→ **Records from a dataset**
▬▬▬▬▬▬

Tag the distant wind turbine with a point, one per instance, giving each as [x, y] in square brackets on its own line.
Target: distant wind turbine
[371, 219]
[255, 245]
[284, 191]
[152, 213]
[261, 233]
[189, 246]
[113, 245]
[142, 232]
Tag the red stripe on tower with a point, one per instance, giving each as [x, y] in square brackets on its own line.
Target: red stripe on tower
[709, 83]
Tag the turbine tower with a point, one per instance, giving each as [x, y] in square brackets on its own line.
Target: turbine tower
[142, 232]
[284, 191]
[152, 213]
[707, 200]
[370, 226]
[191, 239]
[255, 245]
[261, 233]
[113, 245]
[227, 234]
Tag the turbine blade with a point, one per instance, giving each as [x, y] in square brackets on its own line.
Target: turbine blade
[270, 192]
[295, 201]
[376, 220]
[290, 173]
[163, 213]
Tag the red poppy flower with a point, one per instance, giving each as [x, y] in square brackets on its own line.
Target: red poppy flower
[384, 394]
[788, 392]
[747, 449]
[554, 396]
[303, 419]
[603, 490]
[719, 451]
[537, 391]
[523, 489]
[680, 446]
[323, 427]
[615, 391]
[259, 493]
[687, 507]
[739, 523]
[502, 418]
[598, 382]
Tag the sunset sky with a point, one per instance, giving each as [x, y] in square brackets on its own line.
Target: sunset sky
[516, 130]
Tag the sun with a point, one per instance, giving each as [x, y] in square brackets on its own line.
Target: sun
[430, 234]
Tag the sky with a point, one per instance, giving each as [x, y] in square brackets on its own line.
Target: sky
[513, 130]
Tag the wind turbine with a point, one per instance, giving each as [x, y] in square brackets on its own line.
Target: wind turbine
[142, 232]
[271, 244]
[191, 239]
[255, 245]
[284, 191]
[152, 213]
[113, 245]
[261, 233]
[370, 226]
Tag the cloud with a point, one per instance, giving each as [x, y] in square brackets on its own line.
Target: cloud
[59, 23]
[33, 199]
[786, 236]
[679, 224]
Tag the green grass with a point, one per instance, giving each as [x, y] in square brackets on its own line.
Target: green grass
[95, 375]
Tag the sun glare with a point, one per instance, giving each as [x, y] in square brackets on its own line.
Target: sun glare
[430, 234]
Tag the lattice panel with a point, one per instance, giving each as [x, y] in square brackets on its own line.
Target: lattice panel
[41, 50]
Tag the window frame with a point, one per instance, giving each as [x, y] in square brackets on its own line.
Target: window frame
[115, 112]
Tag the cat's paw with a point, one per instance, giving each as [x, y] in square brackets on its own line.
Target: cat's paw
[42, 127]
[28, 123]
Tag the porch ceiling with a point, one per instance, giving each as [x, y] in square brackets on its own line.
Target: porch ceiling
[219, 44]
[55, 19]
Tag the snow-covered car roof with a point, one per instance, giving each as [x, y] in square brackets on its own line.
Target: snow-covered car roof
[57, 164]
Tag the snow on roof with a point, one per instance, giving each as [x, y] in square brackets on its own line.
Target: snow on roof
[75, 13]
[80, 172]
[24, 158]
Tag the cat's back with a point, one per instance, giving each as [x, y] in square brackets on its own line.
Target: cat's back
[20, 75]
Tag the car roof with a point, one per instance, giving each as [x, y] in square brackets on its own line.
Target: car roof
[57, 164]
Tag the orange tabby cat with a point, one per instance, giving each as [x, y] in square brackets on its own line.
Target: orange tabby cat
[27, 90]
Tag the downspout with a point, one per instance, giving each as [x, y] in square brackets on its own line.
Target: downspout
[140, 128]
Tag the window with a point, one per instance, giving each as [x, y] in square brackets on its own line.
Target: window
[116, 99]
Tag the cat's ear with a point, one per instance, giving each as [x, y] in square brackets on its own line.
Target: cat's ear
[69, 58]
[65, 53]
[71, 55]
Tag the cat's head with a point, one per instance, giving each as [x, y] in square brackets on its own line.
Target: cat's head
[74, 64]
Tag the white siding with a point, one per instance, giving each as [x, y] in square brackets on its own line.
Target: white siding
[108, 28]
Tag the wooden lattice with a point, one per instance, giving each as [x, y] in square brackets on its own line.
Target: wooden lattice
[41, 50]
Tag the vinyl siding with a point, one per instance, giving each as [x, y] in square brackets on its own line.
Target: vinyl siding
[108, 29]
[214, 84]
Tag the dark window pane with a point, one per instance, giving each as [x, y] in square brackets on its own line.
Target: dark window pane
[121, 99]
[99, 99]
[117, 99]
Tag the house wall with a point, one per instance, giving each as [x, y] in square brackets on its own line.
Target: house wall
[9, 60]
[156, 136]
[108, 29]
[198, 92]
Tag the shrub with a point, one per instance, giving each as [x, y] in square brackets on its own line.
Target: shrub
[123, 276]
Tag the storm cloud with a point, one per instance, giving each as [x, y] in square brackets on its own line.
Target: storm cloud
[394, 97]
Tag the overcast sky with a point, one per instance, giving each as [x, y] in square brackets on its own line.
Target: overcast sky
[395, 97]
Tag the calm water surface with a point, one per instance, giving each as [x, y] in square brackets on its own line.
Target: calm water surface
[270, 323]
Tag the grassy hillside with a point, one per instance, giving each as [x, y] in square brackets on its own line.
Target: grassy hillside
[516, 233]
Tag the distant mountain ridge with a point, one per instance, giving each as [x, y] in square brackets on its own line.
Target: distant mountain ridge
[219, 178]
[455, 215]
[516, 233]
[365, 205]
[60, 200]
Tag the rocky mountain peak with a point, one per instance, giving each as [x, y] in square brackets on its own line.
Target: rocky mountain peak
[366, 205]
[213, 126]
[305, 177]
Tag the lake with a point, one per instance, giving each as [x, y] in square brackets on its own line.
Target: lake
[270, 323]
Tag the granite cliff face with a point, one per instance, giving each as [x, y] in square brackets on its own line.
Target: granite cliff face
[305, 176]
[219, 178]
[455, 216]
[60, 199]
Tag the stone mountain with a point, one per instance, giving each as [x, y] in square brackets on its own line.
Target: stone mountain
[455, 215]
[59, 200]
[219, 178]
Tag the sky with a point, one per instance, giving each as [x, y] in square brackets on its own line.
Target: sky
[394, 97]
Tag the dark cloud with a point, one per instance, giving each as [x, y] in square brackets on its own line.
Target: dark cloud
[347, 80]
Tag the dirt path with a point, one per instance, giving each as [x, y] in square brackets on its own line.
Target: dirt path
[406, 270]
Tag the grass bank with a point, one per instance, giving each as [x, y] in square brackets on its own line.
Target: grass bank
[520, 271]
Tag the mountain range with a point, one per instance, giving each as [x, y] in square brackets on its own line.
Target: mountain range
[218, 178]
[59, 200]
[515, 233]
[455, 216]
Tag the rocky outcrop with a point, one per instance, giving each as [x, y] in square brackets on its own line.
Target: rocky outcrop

▬▬▬▬▬▬

→ **Exercise aim**
Return the entries above exactly, each one complete.

→ **Problem solution**
Tag the distant wind turbine with a point, one per instance, giving each as [x, y] in square brackets on its own line.
Target: distant wind turbine
[371, 219]
[255, 245]
[284, 191]
[152, 213]
[261, 233]
[189, 246]
[113, 245]
[142, 232]
Tag the red stripe on tower with a point, one per instance, giving each as [x, y] in square brackets on its own line.
Target: red stripe on tower
[709, 83]
Tag the turbine tower with a point, one per instance, giving each as [x, y] in square brackets on its own line.
Target: turbine tower
[142, 232]
[284, 191]
[152, 213]
[707, 200]
[370, 226]
[191, 239]
[255, 245]
[261, 233]
[113, 245]
[227, 234]
Tag the turbine blade with a point, one per instance, giving each as [x, y] in square brackets on its own line.
Target: turbine blade
[270, 192]
[295, 201]
[376, 220]
[290, 173]
[163, 213]
Tag the red poppy flower with a point, one per instance, giving each as [x, y] in square brackets on its own line.
Target: red poppy flower
[384, 394]
[788, 392]
[747, 449]
[554, 396]
[303, 419]
[603, 490]
[719, 451]
[537, 391]
[523, 489]
[680, 446]
[323, 427]
[615, 391]
[259, 493]
[687, 507]
[739, 523]
[502, 418]
[598, 382]
Tag the sunset sky with a point, one per instance, giving each as [x, y] in square brackets on its own line.
Target: sunset sky
[516, 130]
Tag the sun with a point, one per instance, giving each as [x, y] in square brackets on its own line.
Target: sun
[430, 234]
Tag the sky with a point, one per instance, giving each as [x, y] in square brackets on its own line.
Target: sky
[513, 130]
Tag the wind turbine with a point, one per instance, giving each as [x, y] in square brackets on its own line.
Target: wind turbine
[142, 232]
[271, 244]
[191, 239]
[255, 245]
[284, 191]
[152, 213]
[113, 245]
[261, 233]
[370, 226]
Tag the cloud with a point, one per instance, giving each as [x, y] in square brackets on its own line.
Target: cloud
[59, 23]
[33, 199]
[786, 236]
[679, 224]
Tag the green grass with a point, one per instance, giving each as [x, y] in square brackets on its own line.
Target: green grass
[95, 375]
Tag the sun glare with a point, one per instance, giving each as [x, y] in square brackets on its own line.
Target: sun glare
[430, 234]
Tag the lattice panel with a point, one per instance, giving each as [x, y] in square brackets on its own line.
Target: lattice panel
[41, 50]
Tag the window frame with a point, one per instance, giving each as [x, y] in square brackets on its own line.
Target: window frame
[115, 112]
Tag the cat's paw with a point, one per instance, giving each as [x, y] in square brackets on its own line.
Target: cat's paw
[42, 127]
[28, 123]
Tag the porch ceiling with a point, one per instance, giving each as [x, y] in square brackets on its own line.
Target: porch ceiling
[219, 44]
[55, 19]
Tag the snow-covered car roof with a point, one per instance, giving each as [x, y] in square brackets on its own line.
Target: snow-covered car roof
[57, 164]
Tag the snow on roof with a point, one per instance, giving each as [x, y] in square brackets on its own line.
Target: snow on roof
[75, 13]
[80, 172]
[24, 158]
Tag the cat's back with a point, one per instance, giving each as [x, y] in square brackets on its own line.
Target: cat's back
[20, 75]
Tag the car roof with a point, one per instance, giving each as [x, y] in square brackets on its own line.
Target: car roof
[57, 164]
Tag the orange tabby cat with a point, one per instance, giving each as [x, y] in square brackets on its own line.
Target: orange tabby cat
[27, 90]
Tag the downspout with a point, one per instance, giving each as [x, y] in square brackets on its own line.
Target: downspout
[140, 128]
Tag the window with a point, one per instance, giving each as [x, y] in square brackets on its own line.
Target: window
[116, 99]
Tag the cat's ear with a point, one per instance, giving each as [x, y] in square brackets on its own line.
Target: cat's ear
[69, 58]
[65, 53]
[71, 55]
Tag the cat's head with a point, one per instance, giving each as [x, y] in square brackets on its own line.
Target: cat's head
[74, 64]
Tag the white siding with a point, one per instance, giving each as [x, y] in square brackets on its own line.
Target: white siding
[108, 28]
Tag the wooden lattice with a point, one per instance, giving each as [x, y] in square brackets on its own line.
Target: wooden lattice
[41, 50]
Tag the vinyl siding with a point, one per instance, giving each as [x, y] in square brackets on its own line.
Target: vinyl siding
[108, 29]
[214, 84]
Tag the dark window pane with a point, one per instance, giving each as [x, y] in square brackets on its own line.
Target: dark window pane
[121, 99]
[99, 99]
[117, 99]
Tag the house wall with a point, one per instance, giving each as [x, y] in square brackets on its own line.
Target: house wall
[9, 60]
[156, 136]
[108, 29]
[198, 92]
Tag the shrub with a point, one per instance, giving each as [x, y] in square brackets on its own line.
Target: shrub
[123, 276]
Tag the storm cloud with a point, one per instance, giving each as [x, y] in square brackets on its own line.
Target: storm cloud
[394, 97]
Tag the overcast sky with a point, one per instance, giving each as [x, y] in square brackets on its own line.
Target: overcast sky
[395, 97]
Tag the calm water surface with a point, one per instance, giving each as [x, y] in square brackets on its own line.
Target: calm water surface
[270, 323]
Tag the grassy hillside with a point, one per instance, giving each as [x, y] in square brackets on its own line.
Target: grassy hillside
[516, 233]
Tag the distant mountain ridge with a point, one per instance, giving each as [x, y] in square brackets on its own line.
Target: distant mountain ridge
[219, 178]
[455, 215]
[516, 233]
[365, 205]
[60, 200]
Tag the rocky mountain peak with a point, one per instance, giving each as [x, y] in square brackets on its own line.
Target: rocky mountain peak
[366, 205]
[213, 126]
[305, 177]
Tag the lake with a point, one per instance, giving each as [x, y] in square brackets on its own line.
Target: lake
[270, 323]
Tag the granite cliff face with a point, one per instance, giving each as [x, y] in square brackets on its own line.
Target: granite cliff face
[305, 176]
[219, 178]
[455, 216]
[60, 199]
Tag the stone mountain with a point, one per instance, giving each as [x, y] in square brackets on its own line.
Target: stone mountain
[455, 215]
[59, 200]
[219, 178]
Tag the sky with a point, one per instance, giving each as [x, y] in square brackets on its own line.
Target: sky
[394, 97]
Tag the dark cloud with a point, one per instance, giving each as [x, y] in square brackets on its own line.
Target: dark cloud
[347, 80]
Tag the dirt path with a point, one per instance, giving each as [x, y] in square brackets on its own line.
Target: dirt path
[406, 270]
Tag the grass bank with a point, one per instance, giving each as [x, y] in square brackets on its own line.
Target: grass bank
[520, 271]
Tag the mountain range with a point, one per instance, giving each as [x, y] in square brackets on its own line.
Target: mountain range
[218, 178]
[59, 200]
[515, 233]
[455, 216]
Tag the rocky outcrop with a point, one per instance, giving each as [x, y] in square brackets on its own line.
Target: rocky outcrop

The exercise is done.